What the exercise asks –
Quote every line of the material beneath this one.

********

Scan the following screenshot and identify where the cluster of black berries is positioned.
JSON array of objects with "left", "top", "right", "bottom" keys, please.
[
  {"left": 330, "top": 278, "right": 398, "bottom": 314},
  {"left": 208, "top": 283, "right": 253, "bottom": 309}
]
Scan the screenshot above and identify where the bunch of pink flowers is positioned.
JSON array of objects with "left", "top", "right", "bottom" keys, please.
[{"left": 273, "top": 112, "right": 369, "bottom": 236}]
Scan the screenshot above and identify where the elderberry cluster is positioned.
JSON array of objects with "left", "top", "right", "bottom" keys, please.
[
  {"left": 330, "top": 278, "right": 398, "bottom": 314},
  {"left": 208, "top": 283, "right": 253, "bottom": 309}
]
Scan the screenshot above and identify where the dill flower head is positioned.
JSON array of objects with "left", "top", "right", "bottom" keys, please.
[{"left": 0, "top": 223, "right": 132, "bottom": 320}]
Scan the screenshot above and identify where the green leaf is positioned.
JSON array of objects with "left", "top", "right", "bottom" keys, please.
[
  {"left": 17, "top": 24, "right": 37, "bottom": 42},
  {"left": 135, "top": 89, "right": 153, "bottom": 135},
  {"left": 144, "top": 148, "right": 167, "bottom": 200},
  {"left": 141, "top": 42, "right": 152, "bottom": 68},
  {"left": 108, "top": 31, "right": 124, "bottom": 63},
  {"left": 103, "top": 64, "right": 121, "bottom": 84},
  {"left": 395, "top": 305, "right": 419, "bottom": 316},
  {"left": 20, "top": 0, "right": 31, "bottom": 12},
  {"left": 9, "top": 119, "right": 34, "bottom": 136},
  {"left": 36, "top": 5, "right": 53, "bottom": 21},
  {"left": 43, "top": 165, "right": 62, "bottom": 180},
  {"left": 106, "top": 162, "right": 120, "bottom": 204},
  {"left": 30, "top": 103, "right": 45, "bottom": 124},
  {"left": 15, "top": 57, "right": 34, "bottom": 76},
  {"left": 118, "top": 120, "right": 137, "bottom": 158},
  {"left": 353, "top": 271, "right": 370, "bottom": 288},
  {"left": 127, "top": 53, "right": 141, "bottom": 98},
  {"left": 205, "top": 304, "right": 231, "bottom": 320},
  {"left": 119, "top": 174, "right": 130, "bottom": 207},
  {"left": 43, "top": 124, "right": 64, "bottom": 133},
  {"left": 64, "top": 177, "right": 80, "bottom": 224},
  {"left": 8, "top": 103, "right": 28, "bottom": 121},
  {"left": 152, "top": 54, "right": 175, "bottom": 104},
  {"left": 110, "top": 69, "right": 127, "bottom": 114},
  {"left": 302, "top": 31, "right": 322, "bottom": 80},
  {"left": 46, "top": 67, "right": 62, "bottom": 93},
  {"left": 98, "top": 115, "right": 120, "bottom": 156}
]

********

Finished exercise –
Scan the following screenshot and identify where the cluster of black berries is positioned.
JSON array of objects with "left", "top", "right", "bottom" keys, please.
[
  {"left": 330, "top": 278, "right": 398, "bottom": 314},
  {"left": 208, "top": 283, "right": 253, "bottom": 309}
]
Scan the screenshot above and identify where the bunch of pink flowers is positioned.
JSON array of objects with "left", "top", "right", "bottom" keys, please.
[{"left": 273, "top": 112, "right": 369, "bottom": 236}]
Scan the screenshot above and identify where the elderberry cluster is positioned.
JSON array of objects with "left", "top", "right", "bottom" keys, please.
[
  {"left": 330, "top": 278, "right": 398, "bottom": 314},
  {"left": 208, "top": 283, "right": 253, "bottom": 309}
]
Scan the screenshot above and identify where the dill flower head is positioned.
JSON array of objects with "left", "top", "right", "bottom" keys, please.
[{"left": 0, "top": 223, "right": 132, "bottom": 320}]
Scan the screenshot above and identify where the green leaf is positioned.
JSON array of objects with "left", "top", "right", "bottom" keys, please.
[
  {"left": 17, "top": 24, "right": 37, "bottom": 42},
  {"left": 135, "top": 89, "right": 153, "bottom": 135},
  {"left": 144, "top": 148, "right": 167, "bottom": 200},
  {"left": 141, "top": 42, "right": 152, "bottom": 68},
  {"left": 108, "top": 31, "right": 124, "bottom": 63},
  {"left": 103, "top": 64, "right": 121, "bottom": 84},
  {"left": 395, "top": 305, "right": 419, "bottom": 316},
  {"left": 20, "top": 0, "right": 31, "bottom": 12},
  {"left": 9, "top": 119, "right": 34, "bottom": 136},
  {"left": 36, "top": 5, "right": 53, "bottom": 21},
  {"left": 43, "top": 165, "right": 62, "bottom": 180},
  {"left": 106, "top": 162, "right": 120, "bottom": 204},
  {"left": 30, "top": 103, "right": 45, "bottom": 124},
  {"left": 15, "top": 57, "right": 34, "bottom": 76},
  {"left": 118, "top": 120, "right": 137, "bottom": 158},
  {"left": 353, "top": 271, "right": 370, "bottom": 288},
  {"left": 127, "top": 53, "right": 141, "bottom": 98},
  {"left": 205, "top": 304, "right": 231, "bottom": 320},
  {"left": 119, "top": 174, "right": 130, "bottom": 207},
  {"left": 43, "top": 124, "right": 64, "bottom": 133},
  {"left": 64, "top": 177, "right": 80, "bottom": 224},
  {"left": 8, "top": 103, "right": 28, "bottom": 121},
  {"left": 152, "top": 54, "right": 175, "bottom": 104},
  {"left": 110, "top": 69, "right": 127, "bottom": 114},
  {"left": 302, "top": 31, "right": 322, "bottom": 80},
  {"left": 46, "top": 67, "right": 62, "bottom": 93},
  {"left": 98, "top": 115, "right": 120, "bottom": 156}
]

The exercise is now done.